Benefits Account Ownership and Portability

Here’s another one of my funny Dad jokes for you. Why did I quit my job at a coffee shop? Because I couldn’t take the daily grind. Get it…grinding coffee. Ha ha ha.

Today though I want to talk about something more serious – losing your benefits if you lose your job or voluntarily change jobs. Do you know which benefits are always or usually “portable,” which means they go with the employee if they leave? A lot of people don’t. Here are the questions I get asked the most often.

What is portability?

Benefits portability refers to the ownership of benefit account funds. If a particular type of benefits account isn’t portable, then the employee who’s leaving loses access to it and any funds left in it, regardless of whether the money came from the employee or the employer. Let’s look at the portability status of the most commonly used benefit accounts.

Who owns my HSA?

Health Savings Accounts have tax advantages and can pay for eligible products and services. Unspent funds roll over each year with no limit, acting like a savings account. They also offer investment options to grow the balance for future healthcare expenses and to save for retirement.

Here’s more good news about HSAs: participants own these accounts. So, when your employment ends, you keep all the funds, even the employer-contributed funds. To open an HSA and actively contribute to it, you have to be enrolled in a qualified high-deductible health plan. These require you to pay more on the front end (deductible) before the insurance benefits kick in. HSAs are a great way to help you offset that initial financial responsibility.

Who owns my FSA?

Flexible Spending Accounts are very similar to HSAs in that they also help you save on taxes and pay for eligible healthcare products and services. Unlike HSAs, though, your employer owns the FSA account, even though the money in it came from your payroll deductions. If you leave, any unspent funds go to the employer. However, if you’ve spent more from the account than you’ve actually put into it so far, the employer cannot collect the difference from you.

=== ACTIVITY ===
How would you sum up the benefits portability text in two sentences? These lines have nothing to do with the benefits portability text.

=== GIVEN INFORMATION ===
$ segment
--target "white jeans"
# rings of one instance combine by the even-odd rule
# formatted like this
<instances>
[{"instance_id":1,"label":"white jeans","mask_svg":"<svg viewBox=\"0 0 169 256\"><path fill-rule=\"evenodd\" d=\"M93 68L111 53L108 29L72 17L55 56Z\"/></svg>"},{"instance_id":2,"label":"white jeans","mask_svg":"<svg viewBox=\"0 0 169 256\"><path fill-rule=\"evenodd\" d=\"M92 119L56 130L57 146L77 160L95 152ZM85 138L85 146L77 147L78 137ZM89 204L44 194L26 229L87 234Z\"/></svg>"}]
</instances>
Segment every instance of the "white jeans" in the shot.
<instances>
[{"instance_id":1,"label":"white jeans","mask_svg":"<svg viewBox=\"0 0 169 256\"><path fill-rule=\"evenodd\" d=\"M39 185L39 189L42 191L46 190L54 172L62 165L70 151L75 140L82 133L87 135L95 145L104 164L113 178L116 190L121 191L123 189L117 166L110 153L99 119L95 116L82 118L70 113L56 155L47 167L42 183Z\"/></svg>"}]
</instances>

=== WRITTEN REPLY ===
Benefits portability is about who owns the funds in a benefits account: if an account isn't portable, an employee who leaves loses access to it and any money left in it. Participants own their Health Savings Accounts and keep all the funds, even employer contributions, when their employment ends, but employers own Flexible Spending Accounts, so any unspent funds go to the employer when an employee leaves.